**Problem requirements**
A verbatim transcription of every record below is required.

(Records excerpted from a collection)
★ ★ ★ ★ ★ ★ ★
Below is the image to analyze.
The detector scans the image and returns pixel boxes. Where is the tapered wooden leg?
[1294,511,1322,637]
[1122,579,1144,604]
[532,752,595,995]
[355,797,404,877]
★ ★ ★ ★ ★ ★ ★
**Answer space**
Below is the image to analyze.
The detector scans the image and returns pixel boxes. Where is the tapered wooden leg?
[1294,511,1322,637]
[1122,579,1144,604]
[532,752,595,995]
[355,797,404,877]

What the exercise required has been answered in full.